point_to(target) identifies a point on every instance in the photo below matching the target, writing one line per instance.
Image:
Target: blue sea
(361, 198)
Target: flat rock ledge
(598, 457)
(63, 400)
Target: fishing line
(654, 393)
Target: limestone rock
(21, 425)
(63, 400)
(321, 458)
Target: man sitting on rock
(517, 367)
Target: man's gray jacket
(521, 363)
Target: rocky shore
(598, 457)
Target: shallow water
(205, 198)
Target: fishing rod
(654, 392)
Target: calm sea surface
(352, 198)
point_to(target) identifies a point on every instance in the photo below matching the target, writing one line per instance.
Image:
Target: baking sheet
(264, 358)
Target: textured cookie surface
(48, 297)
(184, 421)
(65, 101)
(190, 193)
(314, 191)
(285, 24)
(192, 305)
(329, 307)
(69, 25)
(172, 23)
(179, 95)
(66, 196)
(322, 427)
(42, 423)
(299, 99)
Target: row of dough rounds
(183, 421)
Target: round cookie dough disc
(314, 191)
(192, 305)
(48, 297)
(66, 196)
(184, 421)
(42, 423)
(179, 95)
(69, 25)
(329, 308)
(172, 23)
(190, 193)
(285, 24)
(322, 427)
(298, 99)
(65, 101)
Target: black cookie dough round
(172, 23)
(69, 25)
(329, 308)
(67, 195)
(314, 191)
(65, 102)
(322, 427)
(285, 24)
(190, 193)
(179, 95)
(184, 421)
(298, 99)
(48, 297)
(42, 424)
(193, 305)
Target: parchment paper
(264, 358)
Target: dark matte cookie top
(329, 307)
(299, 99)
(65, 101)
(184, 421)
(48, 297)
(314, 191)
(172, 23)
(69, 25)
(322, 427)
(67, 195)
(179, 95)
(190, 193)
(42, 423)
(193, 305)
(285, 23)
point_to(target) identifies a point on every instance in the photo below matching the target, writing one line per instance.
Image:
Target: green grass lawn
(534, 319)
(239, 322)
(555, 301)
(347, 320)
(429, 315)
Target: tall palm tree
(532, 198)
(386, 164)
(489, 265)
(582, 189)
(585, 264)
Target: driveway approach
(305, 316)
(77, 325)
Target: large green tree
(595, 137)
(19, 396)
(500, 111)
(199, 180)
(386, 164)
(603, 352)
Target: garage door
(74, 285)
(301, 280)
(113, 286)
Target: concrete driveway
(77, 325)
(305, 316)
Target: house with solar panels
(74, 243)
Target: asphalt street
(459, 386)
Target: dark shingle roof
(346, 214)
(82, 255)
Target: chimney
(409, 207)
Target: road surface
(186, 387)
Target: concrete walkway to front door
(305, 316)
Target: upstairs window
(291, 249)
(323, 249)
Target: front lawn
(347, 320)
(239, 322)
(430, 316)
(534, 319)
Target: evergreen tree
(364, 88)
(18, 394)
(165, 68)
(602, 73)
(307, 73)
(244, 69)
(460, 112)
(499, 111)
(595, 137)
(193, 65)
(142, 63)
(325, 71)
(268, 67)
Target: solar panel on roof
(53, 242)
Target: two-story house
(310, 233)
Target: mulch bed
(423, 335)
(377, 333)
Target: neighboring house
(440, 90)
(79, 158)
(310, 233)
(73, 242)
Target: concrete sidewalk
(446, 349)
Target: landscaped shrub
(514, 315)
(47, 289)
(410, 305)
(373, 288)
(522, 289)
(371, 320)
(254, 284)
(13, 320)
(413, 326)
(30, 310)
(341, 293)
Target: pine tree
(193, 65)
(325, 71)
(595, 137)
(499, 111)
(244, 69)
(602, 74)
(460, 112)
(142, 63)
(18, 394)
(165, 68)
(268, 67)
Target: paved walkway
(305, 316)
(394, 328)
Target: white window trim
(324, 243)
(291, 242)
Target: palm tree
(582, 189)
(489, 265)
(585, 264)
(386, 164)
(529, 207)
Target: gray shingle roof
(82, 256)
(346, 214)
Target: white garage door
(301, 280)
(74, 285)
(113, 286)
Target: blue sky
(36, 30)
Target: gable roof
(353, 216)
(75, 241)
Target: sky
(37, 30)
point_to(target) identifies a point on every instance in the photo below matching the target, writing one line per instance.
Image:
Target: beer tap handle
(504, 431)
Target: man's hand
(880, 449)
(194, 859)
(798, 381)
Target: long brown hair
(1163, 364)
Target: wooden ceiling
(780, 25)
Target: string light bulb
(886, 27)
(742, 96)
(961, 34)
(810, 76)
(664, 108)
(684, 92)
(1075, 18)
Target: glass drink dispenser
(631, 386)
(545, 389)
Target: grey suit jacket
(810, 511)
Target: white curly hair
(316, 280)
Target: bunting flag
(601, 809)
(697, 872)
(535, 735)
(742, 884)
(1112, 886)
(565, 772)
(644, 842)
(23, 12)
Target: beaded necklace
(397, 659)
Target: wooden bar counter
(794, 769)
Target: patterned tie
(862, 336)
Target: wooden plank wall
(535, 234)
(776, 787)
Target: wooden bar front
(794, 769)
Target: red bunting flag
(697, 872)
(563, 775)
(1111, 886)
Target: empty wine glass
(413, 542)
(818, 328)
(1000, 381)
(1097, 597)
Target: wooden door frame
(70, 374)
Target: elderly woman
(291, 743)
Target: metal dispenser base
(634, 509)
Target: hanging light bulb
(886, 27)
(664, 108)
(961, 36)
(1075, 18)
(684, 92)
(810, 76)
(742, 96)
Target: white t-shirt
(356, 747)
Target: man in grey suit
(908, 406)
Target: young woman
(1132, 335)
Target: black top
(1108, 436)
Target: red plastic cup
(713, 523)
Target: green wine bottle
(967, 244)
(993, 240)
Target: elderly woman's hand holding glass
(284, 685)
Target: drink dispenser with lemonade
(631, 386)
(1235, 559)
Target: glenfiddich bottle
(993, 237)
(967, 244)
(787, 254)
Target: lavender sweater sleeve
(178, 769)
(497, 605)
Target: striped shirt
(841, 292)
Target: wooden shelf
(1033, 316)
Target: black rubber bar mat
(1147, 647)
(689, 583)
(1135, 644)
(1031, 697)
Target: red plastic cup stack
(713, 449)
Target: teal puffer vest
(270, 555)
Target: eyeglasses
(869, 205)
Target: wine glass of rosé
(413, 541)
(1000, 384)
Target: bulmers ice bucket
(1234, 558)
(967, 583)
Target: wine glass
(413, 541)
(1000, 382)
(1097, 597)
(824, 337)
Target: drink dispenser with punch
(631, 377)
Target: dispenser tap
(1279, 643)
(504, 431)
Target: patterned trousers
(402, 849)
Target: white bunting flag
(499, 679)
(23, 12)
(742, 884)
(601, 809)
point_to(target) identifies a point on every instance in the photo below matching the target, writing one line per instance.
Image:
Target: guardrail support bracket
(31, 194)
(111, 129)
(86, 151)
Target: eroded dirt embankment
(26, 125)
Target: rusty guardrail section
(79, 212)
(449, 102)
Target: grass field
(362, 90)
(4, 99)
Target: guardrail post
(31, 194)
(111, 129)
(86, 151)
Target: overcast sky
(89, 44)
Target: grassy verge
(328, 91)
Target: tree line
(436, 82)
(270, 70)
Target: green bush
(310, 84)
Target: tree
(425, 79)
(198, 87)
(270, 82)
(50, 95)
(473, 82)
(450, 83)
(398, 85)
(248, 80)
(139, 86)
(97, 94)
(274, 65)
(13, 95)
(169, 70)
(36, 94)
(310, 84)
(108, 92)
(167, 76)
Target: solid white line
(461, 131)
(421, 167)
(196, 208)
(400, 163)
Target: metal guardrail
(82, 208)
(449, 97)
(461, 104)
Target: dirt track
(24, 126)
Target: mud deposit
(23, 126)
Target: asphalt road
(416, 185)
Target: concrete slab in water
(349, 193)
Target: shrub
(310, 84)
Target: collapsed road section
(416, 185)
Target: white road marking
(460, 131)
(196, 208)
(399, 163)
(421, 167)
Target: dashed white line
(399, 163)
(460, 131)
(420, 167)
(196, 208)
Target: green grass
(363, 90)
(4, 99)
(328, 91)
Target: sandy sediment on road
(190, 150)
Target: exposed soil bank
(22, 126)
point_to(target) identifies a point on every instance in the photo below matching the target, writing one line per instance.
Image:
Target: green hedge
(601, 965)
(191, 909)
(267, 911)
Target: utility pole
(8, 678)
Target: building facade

——

## INSTRUCTIONS FOR THE TASK
Output, unchanged, the lines from the line with "Target: eroded dirt embankment" through the final line of the material.

## RESULT
Target: eroded dirt embankment
(26, 125)
Target: rusty guardrail section
(79, 212)
(449, 102)
Target: grass field
(362, 90)
(4, 99)
Target: guardrail post
(31, 194)
(111, 129)
(86, 151)
Target: overcast sky
(89, 44)
Target: grassy verge
(328, 91)
Target: tree line
(436, 82)
(270, 70)
Target: green bush
(310, 84)
Target: tree
(425, 79)
(198, 87)
(270, 82)
(50, 95)
(473, 82)
(450, 83)
(398, 85)
(248, 80)
(139, 86)
(97, 94)
(274, 65)
(13, 95)
(169, 70)
(36, 94)
(310, 84)
(108, 92)
(167, 76)
Target: solid white line
(461, 131)
(421, 167)
(196, 208)
(400, 163)
Target: metal guardrail
(82, 208)
(449, 97)
(461, 104)
Target: dirt track
(24, 126)
Target: mud deposit
(23, 126)
Target: asphalt road
(416, 185)
Target: concrete slab in water
(349, 193)
Target: shrub
(310, 84)
Target: collapsed road section
(416, 185)
Target: white road marking
(460, 131)
(196, 208)
(399, 163)
(421, 167)
Target: dashed white line
(399, 163)
(460, 131)
(420, 167)
(196, 208)
Target: green grass
(363, 90)
(4, 99)
(328, 91)
Target: sandy sediment on road
(190, 150)
Target: exposed soil bank
(22, 126)
point_to(target) identifies a point on every instance in the photo below matching the target, writing one line per instance.
Image:
Target: green hedge
(601, 965)
(191, 909)
(267, 911)
Target: utility pole
(8, 678)
Target: building facade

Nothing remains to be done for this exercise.